(Saved entries)
****************
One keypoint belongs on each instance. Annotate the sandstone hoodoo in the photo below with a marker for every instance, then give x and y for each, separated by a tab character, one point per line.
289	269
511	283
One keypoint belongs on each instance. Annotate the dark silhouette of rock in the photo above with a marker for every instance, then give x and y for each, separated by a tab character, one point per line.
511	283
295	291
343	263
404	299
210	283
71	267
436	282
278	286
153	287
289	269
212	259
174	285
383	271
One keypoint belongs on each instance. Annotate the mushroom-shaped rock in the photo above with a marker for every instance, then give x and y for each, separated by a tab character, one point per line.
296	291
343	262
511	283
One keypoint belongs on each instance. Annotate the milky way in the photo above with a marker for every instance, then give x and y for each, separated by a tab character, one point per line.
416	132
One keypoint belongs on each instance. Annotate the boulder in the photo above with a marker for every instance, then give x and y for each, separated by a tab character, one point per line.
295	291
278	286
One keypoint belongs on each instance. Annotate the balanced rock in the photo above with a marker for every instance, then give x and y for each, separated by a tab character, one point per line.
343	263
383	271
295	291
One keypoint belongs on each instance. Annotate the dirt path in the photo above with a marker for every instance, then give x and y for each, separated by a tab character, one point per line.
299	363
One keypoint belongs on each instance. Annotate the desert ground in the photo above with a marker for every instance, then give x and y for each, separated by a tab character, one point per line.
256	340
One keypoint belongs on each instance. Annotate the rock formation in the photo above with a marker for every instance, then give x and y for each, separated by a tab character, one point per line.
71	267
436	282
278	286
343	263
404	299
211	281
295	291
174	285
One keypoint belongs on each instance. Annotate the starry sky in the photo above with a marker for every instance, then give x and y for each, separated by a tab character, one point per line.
****************
• **Task brief**: Copy every entry exactly. Leave nothing out.

• **Task result**:
One keypoint belongs on each instance. Annotate the sandstone hoodoo in the photo below with a marker for every instance, then give x and y for each, separated by a tab character, one point per line.
289	269
511	283
One keypoint belongs on each instance. Annotate the dark silhouette of rock in the photo above with a marker for every instance, then give x and y for each, separated by a tab character, one point per line.
511	283
295	291
343	263
404	299
210	283
71	267
436	282
278	286
153	287
289	269
212	259
174	285
383	271
One keypoint belongs on each instance. Annotate the mushroom-shaped rock in the photo above with a marker for every instance, then give x and y for each, separated by a tab character, one point per line.
296	291
343	262
511	283
One keypoint belongs on each instance. Annotate the milky way in the photo above with a marker for every instance, then give x and y for each, separated by a tab character, one point per line.
416	132
One keypoint belongs on each instance. Annotate the boulder in the photo above with a marker for every instance, then give x and y for each, separated by a tab character, one point per line.
295	291
278	286
One keypoint belongs on each instance. Annotate the balanced rock in the photo above with a marker for every instance, then give x and y for each, separated by a tab character, one point per line.
343	263
383	271
295	291
One keypoint belongs on each instance. Annotate the dirt path in the photo above with a marker for every instance, then give x and y for each, separated by a tab character, one point per line.
299	363
One keypoint belongs on each instance. Annotate the desert ground in the photo above with a marker for every instance, then give x and y for each, separated by a tab character, one point per line.
256	340
One keypoint belongs on each instance. Annotate the rock formation in the photo above with a marker for every instance, then give x and y for each, separated by a tab character, one point per line.
71	267
436	282
278	286
343	263
404	299
211	281
295	291
174	285
One keypoint belongs on each instance. Annotate the starry sky in the photo above with a marker for every instance, then give x and y for each, separated by a tab character, one point per line.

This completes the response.